>>>>>

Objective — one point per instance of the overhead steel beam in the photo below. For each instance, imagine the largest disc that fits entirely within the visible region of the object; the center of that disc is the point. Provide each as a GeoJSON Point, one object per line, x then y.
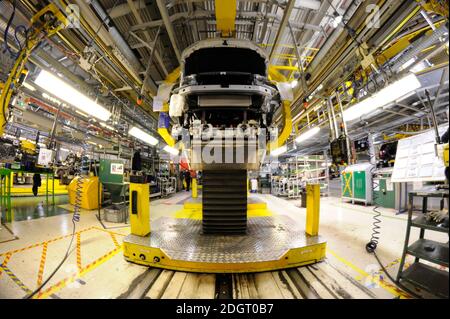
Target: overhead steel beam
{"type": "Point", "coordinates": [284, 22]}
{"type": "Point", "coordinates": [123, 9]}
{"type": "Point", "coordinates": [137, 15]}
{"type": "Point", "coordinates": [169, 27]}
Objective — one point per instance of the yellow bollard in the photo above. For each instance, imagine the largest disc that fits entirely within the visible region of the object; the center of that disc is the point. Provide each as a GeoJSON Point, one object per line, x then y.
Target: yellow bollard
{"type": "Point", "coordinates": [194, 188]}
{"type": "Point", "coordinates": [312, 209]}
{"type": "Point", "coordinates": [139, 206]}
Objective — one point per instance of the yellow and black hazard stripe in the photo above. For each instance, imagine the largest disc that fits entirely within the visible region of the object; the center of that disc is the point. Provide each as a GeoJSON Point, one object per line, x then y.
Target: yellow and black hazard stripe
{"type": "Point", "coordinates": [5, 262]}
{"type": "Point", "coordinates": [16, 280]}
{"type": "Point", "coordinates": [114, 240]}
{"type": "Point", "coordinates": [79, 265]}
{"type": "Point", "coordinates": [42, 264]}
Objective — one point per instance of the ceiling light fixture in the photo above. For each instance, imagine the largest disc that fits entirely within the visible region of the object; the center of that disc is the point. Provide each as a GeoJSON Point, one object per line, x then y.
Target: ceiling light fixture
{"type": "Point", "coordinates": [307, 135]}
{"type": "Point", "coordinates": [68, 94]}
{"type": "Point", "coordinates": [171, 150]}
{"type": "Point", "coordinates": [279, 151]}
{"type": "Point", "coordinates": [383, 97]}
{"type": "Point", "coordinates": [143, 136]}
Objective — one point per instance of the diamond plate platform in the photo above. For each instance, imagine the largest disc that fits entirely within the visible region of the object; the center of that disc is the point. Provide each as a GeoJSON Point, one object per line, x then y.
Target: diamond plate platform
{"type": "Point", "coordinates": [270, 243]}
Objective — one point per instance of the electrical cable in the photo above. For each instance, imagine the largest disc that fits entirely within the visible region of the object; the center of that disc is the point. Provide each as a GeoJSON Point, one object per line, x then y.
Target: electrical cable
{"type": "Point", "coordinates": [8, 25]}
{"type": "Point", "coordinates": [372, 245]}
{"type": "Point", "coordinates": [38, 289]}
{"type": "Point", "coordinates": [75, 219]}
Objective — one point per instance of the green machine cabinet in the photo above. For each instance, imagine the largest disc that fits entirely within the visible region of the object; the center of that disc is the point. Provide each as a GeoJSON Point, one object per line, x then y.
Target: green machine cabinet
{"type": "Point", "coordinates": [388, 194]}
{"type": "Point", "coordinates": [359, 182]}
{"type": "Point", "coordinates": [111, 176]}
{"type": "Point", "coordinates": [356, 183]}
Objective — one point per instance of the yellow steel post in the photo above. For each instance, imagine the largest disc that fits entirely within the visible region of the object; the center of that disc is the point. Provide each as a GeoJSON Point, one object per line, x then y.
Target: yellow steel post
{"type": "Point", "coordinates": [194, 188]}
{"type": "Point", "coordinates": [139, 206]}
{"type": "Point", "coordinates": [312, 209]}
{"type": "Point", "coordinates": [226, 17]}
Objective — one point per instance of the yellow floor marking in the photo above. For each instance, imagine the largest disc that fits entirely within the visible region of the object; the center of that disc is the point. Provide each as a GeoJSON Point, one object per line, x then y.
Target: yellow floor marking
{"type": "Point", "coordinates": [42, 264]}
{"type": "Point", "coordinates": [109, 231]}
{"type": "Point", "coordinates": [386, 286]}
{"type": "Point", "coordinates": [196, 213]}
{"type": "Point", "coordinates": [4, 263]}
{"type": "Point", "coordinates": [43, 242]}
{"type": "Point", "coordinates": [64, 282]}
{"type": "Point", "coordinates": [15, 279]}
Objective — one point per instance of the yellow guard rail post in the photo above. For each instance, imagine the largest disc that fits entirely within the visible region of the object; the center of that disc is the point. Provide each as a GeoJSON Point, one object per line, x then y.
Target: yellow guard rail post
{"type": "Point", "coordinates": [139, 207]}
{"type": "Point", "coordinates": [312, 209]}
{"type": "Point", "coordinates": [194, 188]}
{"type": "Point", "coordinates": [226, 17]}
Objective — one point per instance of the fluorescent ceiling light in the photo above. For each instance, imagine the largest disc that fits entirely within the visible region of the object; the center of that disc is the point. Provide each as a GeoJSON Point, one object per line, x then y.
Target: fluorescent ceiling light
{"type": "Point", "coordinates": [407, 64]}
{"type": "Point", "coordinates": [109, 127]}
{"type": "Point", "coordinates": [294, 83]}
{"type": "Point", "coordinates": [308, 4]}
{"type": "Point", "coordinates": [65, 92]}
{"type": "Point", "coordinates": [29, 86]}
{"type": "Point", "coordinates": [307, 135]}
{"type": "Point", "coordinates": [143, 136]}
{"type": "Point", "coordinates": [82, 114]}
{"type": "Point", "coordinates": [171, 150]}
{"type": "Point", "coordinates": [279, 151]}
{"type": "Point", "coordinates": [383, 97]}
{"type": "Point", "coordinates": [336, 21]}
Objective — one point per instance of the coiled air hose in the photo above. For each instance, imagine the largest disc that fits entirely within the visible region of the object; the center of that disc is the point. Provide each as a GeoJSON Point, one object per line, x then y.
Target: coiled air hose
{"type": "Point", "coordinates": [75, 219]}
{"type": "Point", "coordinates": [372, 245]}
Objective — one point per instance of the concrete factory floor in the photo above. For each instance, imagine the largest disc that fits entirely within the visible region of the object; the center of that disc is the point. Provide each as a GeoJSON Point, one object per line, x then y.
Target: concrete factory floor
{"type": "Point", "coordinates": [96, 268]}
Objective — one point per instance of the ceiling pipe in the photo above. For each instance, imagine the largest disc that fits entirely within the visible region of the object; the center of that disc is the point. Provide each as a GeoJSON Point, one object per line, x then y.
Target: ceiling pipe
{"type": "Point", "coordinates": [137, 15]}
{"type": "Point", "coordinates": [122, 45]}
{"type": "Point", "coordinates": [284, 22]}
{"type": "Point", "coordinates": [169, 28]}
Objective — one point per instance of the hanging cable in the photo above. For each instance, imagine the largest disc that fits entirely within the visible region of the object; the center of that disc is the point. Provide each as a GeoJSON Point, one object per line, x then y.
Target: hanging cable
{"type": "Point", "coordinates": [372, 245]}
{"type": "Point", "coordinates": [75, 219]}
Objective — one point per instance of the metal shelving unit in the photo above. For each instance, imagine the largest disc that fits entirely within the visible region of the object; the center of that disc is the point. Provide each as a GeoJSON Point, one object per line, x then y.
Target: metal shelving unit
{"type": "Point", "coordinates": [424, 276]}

<<<<<

### [Objective]
Copy exactly, and only, the lines from the one containing "Objective — one point per instance of the hanging" through the last line of the listing.

### [Completed exercise]
Objective — one point per instance of the hanging cable in the photo above. For each instance, imagine the largest disc that fits entirely within the visible region of the object; the center of that disc is the point. Provide each as a GeoJSON Point, one object per line, x then y.
Target: hanging cable
{"type": "Point", "coordinates": [372, 245]}
{"type": "Point", "coordinates": [75, 219]}
Objective — one point per instance of the metal shelving unit in the photo above. For each instance, imagine the largest disc that fits entirely within the visible region of the object; the center of that disc is the point. Provide each as a GeoJSON Point, one object per line, x then y.
Target: metal shelving unit
{"type": "Point", "coordinates": [424, 276]}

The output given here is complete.